**WHAT IS ASKED**
Revise the items from their first line through the line that contains "<point>395,1164</point>", changing "bassist's hand" to "bass player's hand" and keeping everything else the same. Return only those lines.

-- Start of DATA LISTING --

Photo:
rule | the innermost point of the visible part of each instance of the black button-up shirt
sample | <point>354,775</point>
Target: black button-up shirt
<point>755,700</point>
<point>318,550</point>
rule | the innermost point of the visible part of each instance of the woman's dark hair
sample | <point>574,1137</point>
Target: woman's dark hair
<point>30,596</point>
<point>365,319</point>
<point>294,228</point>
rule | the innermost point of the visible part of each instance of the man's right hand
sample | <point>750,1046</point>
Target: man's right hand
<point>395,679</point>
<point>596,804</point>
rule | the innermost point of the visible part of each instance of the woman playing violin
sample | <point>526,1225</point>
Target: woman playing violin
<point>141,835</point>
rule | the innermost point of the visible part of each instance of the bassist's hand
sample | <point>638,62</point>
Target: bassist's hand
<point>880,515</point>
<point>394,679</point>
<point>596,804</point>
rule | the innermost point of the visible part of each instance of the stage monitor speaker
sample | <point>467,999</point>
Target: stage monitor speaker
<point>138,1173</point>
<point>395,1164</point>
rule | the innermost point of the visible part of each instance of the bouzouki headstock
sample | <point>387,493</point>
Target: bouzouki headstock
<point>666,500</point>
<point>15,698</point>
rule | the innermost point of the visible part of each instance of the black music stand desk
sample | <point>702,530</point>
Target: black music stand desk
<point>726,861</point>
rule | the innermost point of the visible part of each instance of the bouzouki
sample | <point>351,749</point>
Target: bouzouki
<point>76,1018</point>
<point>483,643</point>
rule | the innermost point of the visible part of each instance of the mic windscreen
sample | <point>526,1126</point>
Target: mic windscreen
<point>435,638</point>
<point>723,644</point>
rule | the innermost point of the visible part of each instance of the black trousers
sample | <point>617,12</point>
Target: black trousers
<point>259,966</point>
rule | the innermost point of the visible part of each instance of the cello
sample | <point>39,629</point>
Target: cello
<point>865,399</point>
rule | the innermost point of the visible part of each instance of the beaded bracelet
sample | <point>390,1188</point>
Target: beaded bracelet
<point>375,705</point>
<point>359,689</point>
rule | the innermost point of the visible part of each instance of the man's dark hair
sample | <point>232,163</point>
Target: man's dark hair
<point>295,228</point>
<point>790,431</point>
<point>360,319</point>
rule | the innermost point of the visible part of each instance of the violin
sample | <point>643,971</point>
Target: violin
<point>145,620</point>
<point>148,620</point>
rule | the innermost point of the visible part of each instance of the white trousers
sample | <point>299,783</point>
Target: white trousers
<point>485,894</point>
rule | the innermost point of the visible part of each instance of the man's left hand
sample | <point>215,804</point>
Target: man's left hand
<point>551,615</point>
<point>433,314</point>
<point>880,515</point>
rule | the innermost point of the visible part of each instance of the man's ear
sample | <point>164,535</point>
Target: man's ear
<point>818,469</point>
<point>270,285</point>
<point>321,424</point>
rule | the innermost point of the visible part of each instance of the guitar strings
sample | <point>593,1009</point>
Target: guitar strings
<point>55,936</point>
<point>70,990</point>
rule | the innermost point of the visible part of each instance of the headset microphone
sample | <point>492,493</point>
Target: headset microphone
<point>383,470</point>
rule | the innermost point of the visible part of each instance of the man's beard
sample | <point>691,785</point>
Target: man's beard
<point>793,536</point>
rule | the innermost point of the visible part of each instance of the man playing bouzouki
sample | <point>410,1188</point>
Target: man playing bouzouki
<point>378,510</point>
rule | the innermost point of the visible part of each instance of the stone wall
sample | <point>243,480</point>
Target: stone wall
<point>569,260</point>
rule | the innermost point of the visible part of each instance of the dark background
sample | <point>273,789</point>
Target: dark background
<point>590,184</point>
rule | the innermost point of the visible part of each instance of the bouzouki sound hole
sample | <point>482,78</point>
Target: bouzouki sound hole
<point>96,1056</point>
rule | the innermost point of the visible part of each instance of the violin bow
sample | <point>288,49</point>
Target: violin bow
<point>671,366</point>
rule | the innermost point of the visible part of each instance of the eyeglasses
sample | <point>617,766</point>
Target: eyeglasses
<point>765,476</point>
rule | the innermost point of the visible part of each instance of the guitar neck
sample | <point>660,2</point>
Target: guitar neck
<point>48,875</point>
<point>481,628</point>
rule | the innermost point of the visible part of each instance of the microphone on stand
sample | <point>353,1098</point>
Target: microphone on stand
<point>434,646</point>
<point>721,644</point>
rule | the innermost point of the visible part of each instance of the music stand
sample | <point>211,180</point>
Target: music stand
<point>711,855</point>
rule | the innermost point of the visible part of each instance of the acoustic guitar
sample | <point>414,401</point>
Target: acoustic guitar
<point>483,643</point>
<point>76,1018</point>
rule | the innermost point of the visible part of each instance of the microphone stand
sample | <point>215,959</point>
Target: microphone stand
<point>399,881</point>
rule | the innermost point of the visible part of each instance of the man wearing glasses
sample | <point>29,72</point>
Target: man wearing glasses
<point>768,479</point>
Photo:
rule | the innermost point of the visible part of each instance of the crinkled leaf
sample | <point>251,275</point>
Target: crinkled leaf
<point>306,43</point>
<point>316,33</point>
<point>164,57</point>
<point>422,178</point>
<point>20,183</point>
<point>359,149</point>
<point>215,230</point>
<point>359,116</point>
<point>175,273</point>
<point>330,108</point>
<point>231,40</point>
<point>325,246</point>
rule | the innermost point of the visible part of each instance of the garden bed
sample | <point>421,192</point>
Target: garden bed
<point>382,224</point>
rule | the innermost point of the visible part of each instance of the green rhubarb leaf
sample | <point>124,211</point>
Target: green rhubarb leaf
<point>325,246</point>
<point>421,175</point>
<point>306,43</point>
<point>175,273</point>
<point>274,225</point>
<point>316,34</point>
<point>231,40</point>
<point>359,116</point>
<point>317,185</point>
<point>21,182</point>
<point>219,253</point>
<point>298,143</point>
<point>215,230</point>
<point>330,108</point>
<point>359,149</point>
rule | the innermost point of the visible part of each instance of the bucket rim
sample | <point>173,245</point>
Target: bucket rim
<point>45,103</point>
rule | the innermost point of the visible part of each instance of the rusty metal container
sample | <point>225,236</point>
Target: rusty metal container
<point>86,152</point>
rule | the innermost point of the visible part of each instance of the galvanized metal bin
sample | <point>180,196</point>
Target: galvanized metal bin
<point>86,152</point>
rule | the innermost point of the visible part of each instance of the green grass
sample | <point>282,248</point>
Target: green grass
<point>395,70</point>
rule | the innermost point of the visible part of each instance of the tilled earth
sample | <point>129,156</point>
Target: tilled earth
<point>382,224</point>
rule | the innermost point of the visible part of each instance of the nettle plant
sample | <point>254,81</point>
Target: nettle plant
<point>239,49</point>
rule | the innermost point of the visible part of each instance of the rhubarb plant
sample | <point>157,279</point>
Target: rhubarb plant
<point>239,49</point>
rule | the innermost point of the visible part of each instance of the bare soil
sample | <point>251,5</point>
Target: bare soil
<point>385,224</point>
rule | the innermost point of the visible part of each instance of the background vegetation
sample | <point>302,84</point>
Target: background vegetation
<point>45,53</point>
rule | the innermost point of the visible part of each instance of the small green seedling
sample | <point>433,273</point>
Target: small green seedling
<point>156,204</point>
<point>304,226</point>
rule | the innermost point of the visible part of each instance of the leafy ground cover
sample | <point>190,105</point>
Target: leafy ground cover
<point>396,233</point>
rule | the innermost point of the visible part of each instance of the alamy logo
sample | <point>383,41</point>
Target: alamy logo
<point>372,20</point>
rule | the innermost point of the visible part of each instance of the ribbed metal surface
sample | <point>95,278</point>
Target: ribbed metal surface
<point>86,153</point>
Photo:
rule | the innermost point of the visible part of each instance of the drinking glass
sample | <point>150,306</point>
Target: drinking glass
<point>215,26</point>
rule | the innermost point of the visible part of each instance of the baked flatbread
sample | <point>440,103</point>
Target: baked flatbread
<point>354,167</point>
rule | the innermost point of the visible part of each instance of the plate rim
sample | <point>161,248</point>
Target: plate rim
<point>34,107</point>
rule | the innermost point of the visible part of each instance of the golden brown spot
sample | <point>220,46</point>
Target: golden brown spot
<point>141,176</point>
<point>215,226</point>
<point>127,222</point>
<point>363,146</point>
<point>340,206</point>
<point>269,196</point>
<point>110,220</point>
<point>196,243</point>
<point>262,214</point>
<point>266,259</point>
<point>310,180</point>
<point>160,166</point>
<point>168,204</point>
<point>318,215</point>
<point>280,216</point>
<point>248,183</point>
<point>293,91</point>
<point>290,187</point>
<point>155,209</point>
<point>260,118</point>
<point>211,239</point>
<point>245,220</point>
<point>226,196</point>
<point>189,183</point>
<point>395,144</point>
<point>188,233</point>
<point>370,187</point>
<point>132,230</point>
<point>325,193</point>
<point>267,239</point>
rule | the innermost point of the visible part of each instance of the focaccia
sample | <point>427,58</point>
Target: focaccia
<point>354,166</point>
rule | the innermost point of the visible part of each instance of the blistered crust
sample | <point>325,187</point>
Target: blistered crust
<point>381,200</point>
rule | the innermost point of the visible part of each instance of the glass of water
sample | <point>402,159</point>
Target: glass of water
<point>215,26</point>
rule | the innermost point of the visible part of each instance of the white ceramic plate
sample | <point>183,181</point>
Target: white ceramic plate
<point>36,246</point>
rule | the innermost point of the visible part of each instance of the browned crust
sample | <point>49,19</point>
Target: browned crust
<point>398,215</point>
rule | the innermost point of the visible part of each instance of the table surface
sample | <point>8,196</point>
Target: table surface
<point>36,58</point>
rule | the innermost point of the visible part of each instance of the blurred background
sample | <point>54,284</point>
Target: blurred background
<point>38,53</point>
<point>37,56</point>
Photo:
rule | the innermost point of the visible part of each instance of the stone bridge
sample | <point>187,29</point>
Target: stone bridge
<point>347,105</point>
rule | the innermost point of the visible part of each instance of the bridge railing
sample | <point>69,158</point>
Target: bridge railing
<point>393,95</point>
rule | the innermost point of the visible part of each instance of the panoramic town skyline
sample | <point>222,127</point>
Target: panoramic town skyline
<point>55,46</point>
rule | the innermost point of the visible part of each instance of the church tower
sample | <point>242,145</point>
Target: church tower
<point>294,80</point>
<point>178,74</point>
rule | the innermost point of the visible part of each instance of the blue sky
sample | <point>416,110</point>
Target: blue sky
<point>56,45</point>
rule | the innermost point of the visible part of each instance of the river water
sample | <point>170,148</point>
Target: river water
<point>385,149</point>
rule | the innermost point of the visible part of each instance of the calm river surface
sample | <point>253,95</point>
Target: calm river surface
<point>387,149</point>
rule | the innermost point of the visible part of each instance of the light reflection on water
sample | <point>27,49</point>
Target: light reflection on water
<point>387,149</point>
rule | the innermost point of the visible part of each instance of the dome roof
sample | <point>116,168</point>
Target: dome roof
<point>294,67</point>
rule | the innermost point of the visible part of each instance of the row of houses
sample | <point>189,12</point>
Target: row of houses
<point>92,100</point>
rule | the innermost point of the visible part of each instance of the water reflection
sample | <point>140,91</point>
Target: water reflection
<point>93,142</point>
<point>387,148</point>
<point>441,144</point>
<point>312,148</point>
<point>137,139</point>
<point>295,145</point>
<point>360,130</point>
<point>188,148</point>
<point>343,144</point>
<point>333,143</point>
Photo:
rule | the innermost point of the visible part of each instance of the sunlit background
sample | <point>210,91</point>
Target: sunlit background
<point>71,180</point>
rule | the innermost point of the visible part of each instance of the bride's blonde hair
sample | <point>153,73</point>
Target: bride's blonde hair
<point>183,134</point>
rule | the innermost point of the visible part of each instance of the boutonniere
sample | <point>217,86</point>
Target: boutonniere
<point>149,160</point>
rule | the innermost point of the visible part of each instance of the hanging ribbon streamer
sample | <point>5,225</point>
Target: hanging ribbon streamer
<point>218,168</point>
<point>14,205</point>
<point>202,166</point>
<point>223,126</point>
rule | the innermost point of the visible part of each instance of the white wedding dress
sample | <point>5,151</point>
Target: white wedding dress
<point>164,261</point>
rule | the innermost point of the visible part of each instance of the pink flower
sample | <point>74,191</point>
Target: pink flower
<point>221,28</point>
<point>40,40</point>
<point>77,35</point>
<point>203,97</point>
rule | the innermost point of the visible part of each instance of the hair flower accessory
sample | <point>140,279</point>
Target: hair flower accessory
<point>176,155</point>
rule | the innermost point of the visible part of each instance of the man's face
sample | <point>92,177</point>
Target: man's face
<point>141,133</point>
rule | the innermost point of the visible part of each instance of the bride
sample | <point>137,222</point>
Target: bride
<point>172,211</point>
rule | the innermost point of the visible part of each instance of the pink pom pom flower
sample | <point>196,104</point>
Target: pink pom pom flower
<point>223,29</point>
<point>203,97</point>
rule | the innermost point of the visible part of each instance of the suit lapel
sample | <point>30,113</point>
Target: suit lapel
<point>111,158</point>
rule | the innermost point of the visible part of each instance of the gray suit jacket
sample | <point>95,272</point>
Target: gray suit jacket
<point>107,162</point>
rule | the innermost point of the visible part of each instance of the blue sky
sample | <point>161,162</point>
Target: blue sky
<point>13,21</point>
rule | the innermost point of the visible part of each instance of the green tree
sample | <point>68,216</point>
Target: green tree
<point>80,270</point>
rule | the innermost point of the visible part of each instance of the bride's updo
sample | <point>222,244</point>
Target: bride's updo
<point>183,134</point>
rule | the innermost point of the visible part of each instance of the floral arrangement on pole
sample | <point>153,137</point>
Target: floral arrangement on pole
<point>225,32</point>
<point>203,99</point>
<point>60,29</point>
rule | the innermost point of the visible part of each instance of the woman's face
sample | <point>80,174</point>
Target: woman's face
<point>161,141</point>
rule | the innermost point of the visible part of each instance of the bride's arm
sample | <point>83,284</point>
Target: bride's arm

-- End of DATA LISTING --

**RESPONSE FOR THIS EXERCISE**
Photo:
rule | the innermost point of the visible part of each instance of the black button-up shirt
sample | <point>354,775</point>
Target: black button-up shirt
<point>755,700</point>
<point>318,550</point>
rule | the innermost point of the visible part of each instance of the woman's dark hair
sample | <point>574,1137</point>
Target: woman's dark hair
<point>30,596</point>
<point>365,319</point>
<point>294,228</point>
rule | the innermost point of the visible part of each instance of the man's right hand
sample | <point>750,1046</point>
Target: man's right hand
<point>395,679</point>
<point>596,804</point>
rule | the innermost point of the visible part of each instance of the woman playing violin
sample | <point>526,1225</point>
Target: woman playing violin
<point>141,835</point>
rule | the innermost point of the visible part of each instance of the bass player's hand
sample | <point>638,62</point>
Target: bass player's hand
<point>880,515</point>
<point>394,679</point>
<point>596,804</point>
rule | the innermost point of the visible part of each instance of the stage monitor speaker
sample | <point>467,999</point>
Target: stage monitor speaker
<point>138,1173</point>
<point>395,1164</point>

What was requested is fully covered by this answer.